## Your objective
Taking the data below, please print only the lines from the line holding "positive clicks: (281, 154)" to the line holding "box: [0, 0, 101, 449]", inclusive, with pictures omitted.

Segmentation mask data
╔══
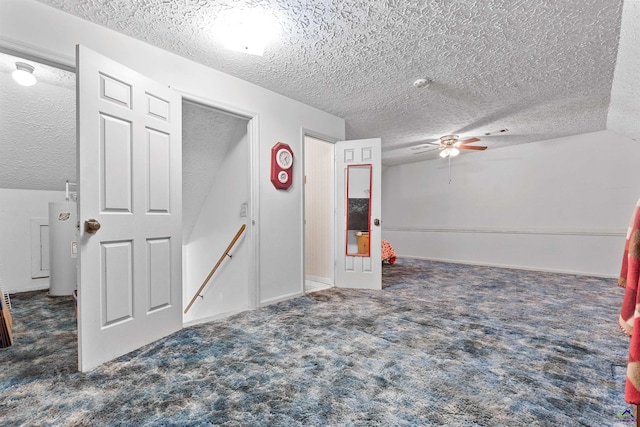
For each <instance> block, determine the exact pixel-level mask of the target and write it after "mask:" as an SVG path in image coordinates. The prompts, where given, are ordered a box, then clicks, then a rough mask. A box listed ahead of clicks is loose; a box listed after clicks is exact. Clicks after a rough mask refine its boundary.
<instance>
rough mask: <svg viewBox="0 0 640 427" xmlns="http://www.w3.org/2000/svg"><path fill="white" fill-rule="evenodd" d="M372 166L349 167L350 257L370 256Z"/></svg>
mask: <svg viewBox="0 0 640 427" xmlns="http://www.w3.org/2000/svg"><path fill="white" fill-rule="evenodd" d="M371 169H372V165H370V164H366V165H348V166H347V179H346V181H347V191H346V193H347V227H346V229H347V248H346V254H347V255H349V256H364V257H368V256H370V250H369V231H370V230H371V223H370V218H371Z"/></svg>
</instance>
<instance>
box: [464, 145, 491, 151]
mask: <svg viewBox="0 0 640 427" xmlns="http://www.w3.org/2000/svg"><path fill="white" fill-rule="evenodd" d="M458 148H459V149H461V150H479V151H482V150H486V149H487V147H485V146H484V145H458Z"/></svg>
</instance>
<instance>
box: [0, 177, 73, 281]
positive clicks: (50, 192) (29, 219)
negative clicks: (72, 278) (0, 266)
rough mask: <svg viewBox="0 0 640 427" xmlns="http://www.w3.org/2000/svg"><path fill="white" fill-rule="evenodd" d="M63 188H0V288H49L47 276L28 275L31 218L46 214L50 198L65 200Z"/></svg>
mask: <svg viewBox="0 0 640 427" xmlns="http://www.w3.org/2000/svg"><path fill="white" fill-rule="evenodd" d="M64 197H65V192H64V191H37V190H14V189H6V188H0V261H1V262H2V266H3V267H4V282H5V284H4V285H2V288H3V291H7V292H25V291H32V290H36V289H47V288H49V278H48V277H46V278H40V279H32V278H31V218H44V220H45V222H47V220H48V217H49V202H61V201H64Z"/></svg>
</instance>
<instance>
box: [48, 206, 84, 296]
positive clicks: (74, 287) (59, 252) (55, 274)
mask: <svg viewBox="0 0 640 427" xmlns="http://www.w3.org/2000/svg"><path fill="white" fill-rule="evenodd" d="M77 217H78V215H77V213H76V204H75V202H71V201H68V202H50V203H49V295H51V296H62V295H71V294H72V293H73V291H74V289H76V287H77V280H78V279H77V270H76V261H77V260H78V238H77V235H78V233H77V228H76V224H77V222H78V219H77Z"/></svg>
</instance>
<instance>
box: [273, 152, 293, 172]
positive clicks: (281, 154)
mask: <svg viewBox="0 0 640 427" xmlns="http://www.w3.org/2000/svg"><path fill="white" fill-rule="evenodd" d="M276 163H278V166H280V167H281V168H282V169H289V168H290V167H291V165H292V164H293V156H292V155H291V152H290V151H289V150H287V149H286V148H281V149H279V150H278V152H277V153H276Z"/></svg>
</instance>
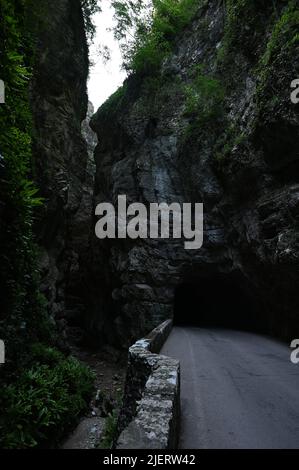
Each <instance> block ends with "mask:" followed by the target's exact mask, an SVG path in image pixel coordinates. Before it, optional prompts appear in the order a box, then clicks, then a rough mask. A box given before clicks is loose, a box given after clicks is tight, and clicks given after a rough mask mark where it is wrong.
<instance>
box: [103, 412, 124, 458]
mask: <svg viewBox="0 0 299 470" xmlns="http://www.w3.org/2000/svg"><path fill="white" fill-rule="evenodd" d="M118 415H119V411H118V410H114V411H113V412H112V413H111V414H110V415H109V416H108V417H107V418H106V422H105V429H104V433H103V437H102V439H101V441H100V443H99V448H100V449H112V446H113V443H114V441H115V439H116V437H117V425H118Z"/></svg>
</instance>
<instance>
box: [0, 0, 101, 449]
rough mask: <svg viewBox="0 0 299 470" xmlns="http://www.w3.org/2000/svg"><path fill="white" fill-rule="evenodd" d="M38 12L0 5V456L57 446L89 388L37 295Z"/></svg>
mask: <svg viewBox="0 0 299 470" xmlns="http://www.w3.org/2000/svg"><path fill="white" fill-rule="evenodd" d="M38 7H39V4H38V2H35V1H32V0H0V16H1V31H0V54H1V59H0V78H1V79H2V80H3V81H4V83H5V89H6V103H5V104H3V105H0V124H1V133H0V154H1V156H0V216H1V226H0V297H1V312H0V338H1V339H2V340H4V341H5V345H6V359H7V361H6V364H5V365H4V366H1V376H0V389H1V399H0V401H1V403H0V407H1V418H0V442H1V443H0V447H1V448H26V447H34V446H37V445H41V444H42V443H45V442H51V441H52V440H53V439H57V438H59V437H60V436H61V434H62V433H63V432H64V431H65V430H66V429H67V427H68V426H69V425H70V424H71V423H73V422H74V420H76V418H77V417H78V415H79V414H80V413H81V412H83V411H84V410H85V408H86V403H87V400H88V398H89V394H90V392H91V389H92V382H93V376H92V374H91V372H90V371H89V370H88V369H87V368H86V367H85V366H83V365H81V364H80V363H79V362H77V361H76V360H74V359H72V358H65V357H64V356H63V355H62V354H61V353H60V352H59V351H57V350H56V349H55V348H53V347H50V346H49V345H52V346H53V344H55V336H56V334H55V330H54V327H53V325H52V323H51V322H50V321H49V318H48V313H47V308H46V300H45V298H44V297H43V296H42V295H41V294H40V291H39V271H38V268H37V247H36V244H35V240H34V235H33V225H34V217H35V211H36V207H38V206H40V205H42V204H43V201H42V200H41V199H40V198H39V197H38V190H37V188H36V186H35V184H34V182H33V181H32V177H31V175H32V167H33V162H32V140H33V135H34V130H33V124H32V115H31V107H30V101H29V83H30V79H31V76H32V70H33V67H34V56H35V33H34V32H33V30H32V25H33V24H34V23H35V22H34V21H33V18H34V16H35V14H37V8H38ZM39 158H42V155H40V156H39ZM36 343H39V344H38V345H37V344H36Z"/></svg>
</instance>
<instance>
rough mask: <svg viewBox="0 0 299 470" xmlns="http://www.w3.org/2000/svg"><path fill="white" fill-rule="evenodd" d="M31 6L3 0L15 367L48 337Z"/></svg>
mask: <svg viewBox="0 0 299 470" xmlns="http://www.w3.org/2000/svg"><path fill="white" fill-rule="evenodd" d="M30 6H31V2H29V1H25V0H18V1H12V0H0V11H1V18H2V23H1V36H2V37H1V66H0V77H1V79H2V80H3V81H4V83H5V89H6V103H5V105H1V106H0V123H1V134H0V153H1V156H2V157H1V170H0V171H1V180H2V181H1V185H0V200H1V201H2V203H3V204H4V209H3V214H2V217H1V218H2V225H1V234H0V238H1V248H0V265H1V273H0V290H1V299H2V301H1V304H2V305H1V306H2V309H1V320H2V322H4V321H5V330H4V323H0V337H1V338H2V339H5V340H6V343H7V348H8V357H9V358H10V360H11V361H13V362H14V363H16V362H18V360H19V358H20V356H22V355H23V353H24V348H25V349H26V344H27V343H28V341H29V340H30V339H33V338H36V337H45V336H48V333H49V331H48V330H49V326H48V325H46V324H47V320H46V313H45V308H44V302H43V299H42V297H41V295H40V294H39V290H38V271H37V267H36V248H35V245H34V241H33V234H32V228H33V221H34V209H35V208H36V206H38V205H40V204H41V203H42V201H41V200H40V198H39V197H38V196H37V188H36V187H35V185H34V183H33V182H32V181H31V179H30V172H31V164H32V155H31V141H32V118H31V110H30V105H29V98H28V83H29V80H30V77H31V70H32V65H33V57H34V52H33V40H32V38H31V37H30V35H29V34H28V30H27V21H26V18H27V15H29V11H28V9H29V8H30Z"/></svg>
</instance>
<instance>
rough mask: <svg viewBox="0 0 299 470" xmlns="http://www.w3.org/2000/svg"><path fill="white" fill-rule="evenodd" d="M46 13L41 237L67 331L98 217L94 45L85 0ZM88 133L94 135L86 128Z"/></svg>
mask: <svg viewBox="0 0 299 470" xmlns="http://www.w3.org/2000/svg"><path fill="white" fill-rule="evenodd" d="M42 8H45V9H46V18H47V21H46V23H45V24H43V26H42V27H41V28H40V31H39V33H38V47H37V54H36V64H35V69H34V78H33V81H32V85H31V97H32V108H33V117H34V127H35V142H34V160H35V178H36V181H37V184H38V187H39V188H40V189H41V195H42V196H43V197H44V199H45V205H44V208H43V211H42V213H40V214H39V218H38V221H37V232H38V238H39V245H40V264H41V268H42V281H43V282H42V291H43V293H44V294H45V295H46V298H47V300H48V310H49V313H50V314H51V315H52V317H55V319H56V320H57V321H58V322H61V326H62V329H63V327H64V320H65V317H67V318H68V319H70V320H71V321H72V320H73V319H74V318H73V317H78V315H80V313H82V312H80V309H81V310H82V309H83V306H82V300H81V299H80V290H81V289H82V283H83V280H82V278H81V269H80V263H81V259H82V256H83V253H84V252H85V250H86V247H87V244H88V237H89V230H88V229H87V227H88V225H89V224H90V220H91V213H92V188H93V169H92V165H93V156H92V155H91V148H90V147H92V145H93V143H92V141H90V139H89V143H88V149H87V145H86V140H85V139H84V137H82V133H81V123H82V121H83V120H84V119H85V117H86V113H87V104H88V103H87V92H86V82H87V76H88V68H89V62H88V46H87V40H86V34H85V29H84V19H83V14H82V9H81V2H80V0H58V1H56V2H54V3H51V2H47V1H44V2H43V5H42ZM91 112H92V110H91ZM83 132H84V133H85V137H87V134H86V132H87V125H86V124H84V125H83ZM90 134H92V131H89V135H90ZM88 150H89V153H88ZM78 285H80V286H81V287H80V290H78ZM80 305H81V306H80Z"/></svg>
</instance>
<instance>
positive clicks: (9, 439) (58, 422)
mask: <svg viewBox="0 0 299 470" xmlns="http://www.w3.org/2000/svg"><path fill="white" fill-rule="evenodd" d="M33 356H34V357H35V358H36V363H35V365H34V366H32V367H31V368H30V369H27V370H25V371H24V372H23V373H22V374H21V376H20V378H19V379H18V380H16V381H15V382H14V383H12V384H10V385H7V386H5V387H4V388H3V390H2V395H1V402H2V403H1V409H2V410H5V413H4V415H2V417H1V419H0V442H1V447H2V448H9V449H15V448H18V449H24V448H30V447H36V446H38V445H41V444H43V443H48V442H49V441H50V442H51V441H52V442H53V443H54V442H57V440H59V439H60V438H61V437H62V436H63V434H64V433H65V431H66V430H68V429H69V428H70V426H72V425H74V424H75V423H76V421H77V419H78V417H79V416H80V414H81V413H82V412H84V411H85V410H86V408H87V403H88V400H89V398H90V395H91V392H92V390H93V382H94V374H93V373H92V372H91V371H90V370H89V369H88V368H87V367H86V366H84V365H83V364H81V363H80V362H79V361H77V360H76V359H74V358H72V357H70V358H64V356H63V355H62V354H61V353H59V352H58V351H57V350H55V349H53V348H47V347H44V346H42V345H40V344H39V345H35V346H34V347H33Z"/></svg>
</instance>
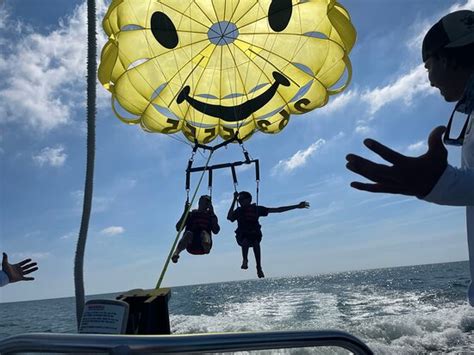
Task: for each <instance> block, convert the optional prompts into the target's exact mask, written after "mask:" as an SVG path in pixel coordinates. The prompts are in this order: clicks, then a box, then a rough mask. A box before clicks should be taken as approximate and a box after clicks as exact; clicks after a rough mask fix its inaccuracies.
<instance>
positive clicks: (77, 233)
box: [59, 232, 78, 240]
mask: <svg viewBox="0 0 474 355" xmlns="http://www.w3.org/2000/svg"><path fill="white" fill-rule="evenodd" d="M76 236H78V232H69V233H66V234H64V235H62V236H61V237H59V239H61V240H66V239H72V238H74V237H76Z"/></svg>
╚══
## Written answer
positive clicks: (281, 154)
mask: <svg viewBox="0 0 640 427" xmlns="http://www.w3.org/2000/svg"><path fill="white" fill-rule="evenodd" d="M276 163H278V166H280V167H281V168H282V169H289V168H290V167H291V165H292V164H293V156H292V155H291V152H290V151H289V150H287V149H286V148H281V149H279V150H278V152H277V153H276Z"/></svg>
</instance>
Each <instance> block ends with "mask:" followed by the target's exact mask, an SVG path in image pixel coordinates. Before it, optional prompts appear in the order a box, then clicks, then a rough mask. A box given before clicks is loose, a box given after clicks is tight, and clicks given after a rough mask mark where it is wrong.
<instance>
box: [103, 412, 124, 458]
mask: <svg viewBox="0 0 299 470" xmlns="http://www.w3.org/2000/svg"><path fill="white" fill-rule="evenodd" d="M118 415H119V411H118V410H114V411H113V412H112V413H111V414H110V415H109V416H108V417H107V418H106V422H105V429H104V433H103V437H102V439H101V441H100V443H99V448H100V449H112V446H113V443H114V441H115V439H116V437H117V425H118Z"/></svg>
</instance>
<instance>
box: [0, 0, 101, 449]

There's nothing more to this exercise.